▶ **Task material**:
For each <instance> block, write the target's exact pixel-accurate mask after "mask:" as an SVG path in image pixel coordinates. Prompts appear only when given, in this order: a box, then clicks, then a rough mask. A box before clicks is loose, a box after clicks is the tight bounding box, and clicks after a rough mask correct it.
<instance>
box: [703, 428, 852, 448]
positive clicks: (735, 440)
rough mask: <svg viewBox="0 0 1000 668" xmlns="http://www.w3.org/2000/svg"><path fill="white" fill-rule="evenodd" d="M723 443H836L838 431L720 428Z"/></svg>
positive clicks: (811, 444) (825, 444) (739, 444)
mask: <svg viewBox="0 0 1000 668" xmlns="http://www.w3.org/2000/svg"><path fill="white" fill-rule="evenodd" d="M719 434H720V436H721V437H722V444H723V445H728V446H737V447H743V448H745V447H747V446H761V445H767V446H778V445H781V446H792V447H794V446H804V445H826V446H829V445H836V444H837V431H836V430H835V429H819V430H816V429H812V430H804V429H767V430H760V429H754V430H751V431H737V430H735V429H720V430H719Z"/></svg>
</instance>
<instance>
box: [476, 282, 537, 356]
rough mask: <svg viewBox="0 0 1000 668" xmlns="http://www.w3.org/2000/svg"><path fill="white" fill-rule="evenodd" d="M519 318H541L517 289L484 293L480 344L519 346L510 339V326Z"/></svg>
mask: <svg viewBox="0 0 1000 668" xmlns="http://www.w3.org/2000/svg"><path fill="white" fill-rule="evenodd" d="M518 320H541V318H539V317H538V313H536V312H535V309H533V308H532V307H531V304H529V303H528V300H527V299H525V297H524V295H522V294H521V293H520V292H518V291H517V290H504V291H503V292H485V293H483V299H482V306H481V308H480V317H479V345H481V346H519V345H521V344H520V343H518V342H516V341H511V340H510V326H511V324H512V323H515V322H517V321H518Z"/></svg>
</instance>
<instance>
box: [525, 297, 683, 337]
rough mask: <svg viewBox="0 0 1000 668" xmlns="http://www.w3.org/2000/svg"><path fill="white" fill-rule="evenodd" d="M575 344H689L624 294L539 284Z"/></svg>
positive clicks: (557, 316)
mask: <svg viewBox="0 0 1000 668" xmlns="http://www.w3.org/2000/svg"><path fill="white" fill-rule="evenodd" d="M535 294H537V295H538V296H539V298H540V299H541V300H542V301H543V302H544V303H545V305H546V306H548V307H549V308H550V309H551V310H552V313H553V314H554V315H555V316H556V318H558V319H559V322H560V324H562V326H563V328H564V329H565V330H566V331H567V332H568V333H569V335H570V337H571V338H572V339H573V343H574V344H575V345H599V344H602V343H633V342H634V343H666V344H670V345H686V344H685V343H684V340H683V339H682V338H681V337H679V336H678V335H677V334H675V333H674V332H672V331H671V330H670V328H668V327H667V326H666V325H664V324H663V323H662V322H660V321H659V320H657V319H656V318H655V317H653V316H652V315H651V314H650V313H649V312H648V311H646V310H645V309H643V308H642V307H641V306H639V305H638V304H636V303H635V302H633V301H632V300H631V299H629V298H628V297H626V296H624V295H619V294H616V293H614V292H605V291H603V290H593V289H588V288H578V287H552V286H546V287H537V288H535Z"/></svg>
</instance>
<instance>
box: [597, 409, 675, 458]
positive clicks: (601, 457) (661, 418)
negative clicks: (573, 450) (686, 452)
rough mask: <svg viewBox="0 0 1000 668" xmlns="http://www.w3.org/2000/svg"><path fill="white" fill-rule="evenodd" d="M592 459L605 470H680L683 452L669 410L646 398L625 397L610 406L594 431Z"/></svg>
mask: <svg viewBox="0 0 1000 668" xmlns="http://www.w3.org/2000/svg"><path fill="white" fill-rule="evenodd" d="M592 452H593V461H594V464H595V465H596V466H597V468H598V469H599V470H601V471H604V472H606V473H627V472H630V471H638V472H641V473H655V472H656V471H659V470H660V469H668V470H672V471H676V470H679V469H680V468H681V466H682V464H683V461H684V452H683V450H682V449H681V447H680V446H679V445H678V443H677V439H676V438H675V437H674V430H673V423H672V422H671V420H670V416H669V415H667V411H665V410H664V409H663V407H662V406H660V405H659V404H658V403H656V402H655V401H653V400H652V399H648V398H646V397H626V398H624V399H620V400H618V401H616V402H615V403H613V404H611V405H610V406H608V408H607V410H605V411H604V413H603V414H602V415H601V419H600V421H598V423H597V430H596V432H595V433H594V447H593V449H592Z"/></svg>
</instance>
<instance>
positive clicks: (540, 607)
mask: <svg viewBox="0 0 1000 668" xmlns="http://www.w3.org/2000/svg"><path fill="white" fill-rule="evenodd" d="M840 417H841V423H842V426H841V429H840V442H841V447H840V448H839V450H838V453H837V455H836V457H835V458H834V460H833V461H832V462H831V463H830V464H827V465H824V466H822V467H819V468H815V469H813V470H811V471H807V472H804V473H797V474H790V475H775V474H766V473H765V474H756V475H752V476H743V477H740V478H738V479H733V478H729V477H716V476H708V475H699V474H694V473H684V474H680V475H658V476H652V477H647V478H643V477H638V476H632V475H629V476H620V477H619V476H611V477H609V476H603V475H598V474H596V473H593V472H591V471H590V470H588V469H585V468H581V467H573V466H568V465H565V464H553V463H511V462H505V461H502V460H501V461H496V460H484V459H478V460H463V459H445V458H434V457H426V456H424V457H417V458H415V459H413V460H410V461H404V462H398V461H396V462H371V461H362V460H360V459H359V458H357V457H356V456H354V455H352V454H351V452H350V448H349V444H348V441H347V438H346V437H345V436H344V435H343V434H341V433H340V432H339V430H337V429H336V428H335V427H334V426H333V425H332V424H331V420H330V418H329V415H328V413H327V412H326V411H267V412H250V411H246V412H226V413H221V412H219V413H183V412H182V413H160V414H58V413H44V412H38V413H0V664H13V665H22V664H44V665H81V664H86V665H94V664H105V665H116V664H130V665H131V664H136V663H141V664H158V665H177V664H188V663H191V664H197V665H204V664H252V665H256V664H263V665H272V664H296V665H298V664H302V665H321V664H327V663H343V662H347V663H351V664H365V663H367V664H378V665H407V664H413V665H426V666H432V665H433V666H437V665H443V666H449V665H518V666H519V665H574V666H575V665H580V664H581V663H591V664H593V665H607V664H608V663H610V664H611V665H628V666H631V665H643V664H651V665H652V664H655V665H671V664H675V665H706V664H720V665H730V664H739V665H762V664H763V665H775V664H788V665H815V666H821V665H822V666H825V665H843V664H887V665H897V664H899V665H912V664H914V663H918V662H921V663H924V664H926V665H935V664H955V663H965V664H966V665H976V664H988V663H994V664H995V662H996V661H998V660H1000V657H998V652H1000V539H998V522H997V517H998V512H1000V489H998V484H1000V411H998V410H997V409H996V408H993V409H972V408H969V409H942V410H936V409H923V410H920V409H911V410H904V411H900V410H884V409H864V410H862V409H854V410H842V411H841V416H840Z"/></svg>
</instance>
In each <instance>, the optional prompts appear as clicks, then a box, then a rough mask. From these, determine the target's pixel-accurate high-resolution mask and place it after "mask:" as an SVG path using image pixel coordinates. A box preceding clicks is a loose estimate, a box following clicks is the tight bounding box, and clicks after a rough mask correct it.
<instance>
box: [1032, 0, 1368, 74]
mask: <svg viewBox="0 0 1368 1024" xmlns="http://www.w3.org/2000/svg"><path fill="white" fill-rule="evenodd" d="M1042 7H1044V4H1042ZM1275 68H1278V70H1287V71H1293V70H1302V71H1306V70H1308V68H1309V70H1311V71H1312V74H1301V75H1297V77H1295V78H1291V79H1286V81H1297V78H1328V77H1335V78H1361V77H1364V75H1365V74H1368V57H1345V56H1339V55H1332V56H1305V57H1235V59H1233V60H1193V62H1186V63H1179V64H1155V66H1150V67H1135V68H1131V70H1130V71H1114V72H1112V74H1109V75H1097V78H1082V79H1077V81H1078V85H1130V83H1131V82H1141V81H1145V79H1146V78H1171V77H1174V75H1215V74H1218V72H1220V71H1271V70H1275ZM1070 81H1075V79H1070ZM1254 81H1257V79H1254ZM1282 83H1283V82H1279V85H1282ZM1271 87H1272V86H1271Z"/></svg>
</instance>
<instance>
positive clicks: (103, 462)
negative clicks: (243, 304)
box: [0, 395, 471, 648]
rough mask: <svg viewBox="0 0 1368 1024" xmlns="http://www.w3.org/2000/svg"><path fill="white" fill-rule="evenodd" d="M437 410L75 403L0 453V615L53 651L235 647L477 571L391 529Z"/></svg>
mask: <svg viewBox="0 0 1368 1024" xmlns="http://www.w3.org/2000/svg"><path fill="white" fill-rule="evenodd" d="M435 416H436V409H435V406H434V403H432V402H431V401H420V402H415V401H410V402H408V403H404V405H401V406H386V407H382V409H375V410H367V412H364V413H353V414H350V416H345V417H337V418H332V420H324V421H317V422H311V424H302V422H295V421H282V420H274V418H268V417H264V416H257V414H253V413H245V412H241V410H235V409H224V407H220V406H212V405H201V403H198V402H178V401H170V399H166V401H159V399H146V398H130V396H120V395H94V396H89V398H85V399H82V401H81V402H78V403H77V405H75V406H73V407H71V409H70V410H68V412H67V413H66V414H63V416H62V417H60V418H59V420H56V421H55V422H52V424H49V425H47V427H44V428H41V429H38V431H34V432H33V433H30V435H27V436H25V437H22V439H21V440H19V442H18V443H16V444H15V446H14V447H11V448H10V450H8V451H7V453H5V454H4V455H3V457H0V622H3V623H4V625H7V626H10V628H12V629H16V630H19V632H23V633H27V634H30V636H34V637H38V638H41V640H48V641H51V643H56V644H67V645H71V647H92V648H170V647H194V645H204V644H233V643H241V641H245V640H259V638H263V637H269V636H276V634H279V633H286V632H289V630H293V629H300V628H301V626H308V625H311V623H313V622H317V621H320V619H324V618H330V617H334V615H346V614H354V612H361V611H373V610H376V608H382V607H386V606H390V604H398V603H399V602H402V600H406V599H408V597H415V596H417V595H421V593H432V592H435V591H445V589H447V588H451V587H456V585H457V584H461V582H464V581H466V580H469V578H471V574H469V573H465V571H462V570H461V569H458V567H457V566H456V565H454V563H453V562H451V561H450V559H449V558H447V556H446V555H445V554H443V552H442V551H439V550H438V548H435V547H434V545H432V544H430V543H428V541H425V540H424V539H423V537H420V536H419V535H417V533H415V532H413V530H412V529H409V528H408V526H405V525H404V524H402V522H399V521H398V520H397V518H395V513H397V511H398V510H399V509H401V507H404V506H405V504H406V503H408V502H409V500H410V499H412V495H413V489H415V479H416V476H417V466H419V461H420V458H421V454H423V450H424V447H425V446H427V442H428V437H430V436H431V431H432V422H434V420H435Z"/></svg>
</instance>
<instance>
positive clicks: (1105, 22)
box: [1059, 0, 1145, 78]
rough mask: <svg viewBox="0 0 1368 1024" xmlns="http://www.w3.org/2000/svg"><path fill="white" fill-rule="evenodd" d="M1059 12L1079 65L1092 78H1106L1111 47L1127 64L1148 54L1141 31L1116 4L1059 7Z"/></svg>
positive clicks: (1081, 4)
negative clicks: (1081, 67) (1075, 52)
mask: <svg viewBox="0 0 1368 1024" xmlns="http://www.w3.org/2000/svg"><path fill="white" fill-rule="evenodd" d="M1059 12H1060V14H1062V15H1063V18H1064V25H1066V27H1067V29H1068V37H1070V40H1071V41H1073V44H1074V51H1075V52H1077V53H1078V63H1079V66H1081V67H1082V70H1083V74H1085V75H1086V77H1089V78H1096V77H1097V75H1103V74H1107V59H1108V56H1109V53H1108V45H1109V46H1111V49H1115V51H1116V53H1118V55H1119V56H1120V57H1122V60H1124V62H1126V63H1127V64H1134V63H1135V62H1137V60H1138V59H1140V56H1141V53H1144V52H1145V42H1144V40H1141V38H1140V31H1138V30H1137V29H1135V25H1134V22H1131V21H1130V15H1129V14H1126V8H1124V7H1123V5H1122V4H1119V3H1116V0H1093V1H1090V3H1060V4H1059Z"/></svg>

▶ **What this task involves**:
The answer should be an exact copy of the lines from the one containing "12L1079 65L1092 78H1106L1111" through the last line of the entries, both included.

▶ **Answer space**:
rough mask: <svg viewBox="0 0 1368 1024" xmlns="http://www.w3.org/2000/svg"><path fill="white" fill-rule="evenodd" d="M1059 12L1079 65L1092 78H1106L1111 47L1127 64L1148 54L1141 31L1116 4L1059 7Z"/></svg>
positive clicks: (1081, 4)
negative clicks: (1081, 67) (1075, 52)
mask: <svg viewBox="0 0 1368 1024" xmlns="http://www.w3.org/2000/svg"><path fill="white" fill-rule="evenodd" d="M1059 12H1060V14H1062V15H1063V18H1064V25H1066V27H1067V29H1068V37H1070V40H1071V41H1073V44H1074V51H1075V52H1077V53H1078V63H1079V66H1081V67H1082V70H1083V74H1085V75H1086V77H1089V78H1096V77H1097V75H1103V74H1107V59H1108V56H1109V53H1108V45H1109V46H1111V49H1115V51H1116V53H1118V55H1119V56H1120V57H1122V60H1124V62H1126V63H1127V64H1134V63H1135V62H1137V60H1138V59H1140V56H1141V53H1144V52H1145V42H1144V40H1141V38H1140V31H1138V30H1137V29H1135V25H1134V22H1131V21H1130V15H1129V14H1126V8H1124V7H1123V5H1122V4H1119V3H1116V0H1093V1H1090V3H1060V4H1059Z"/></svg>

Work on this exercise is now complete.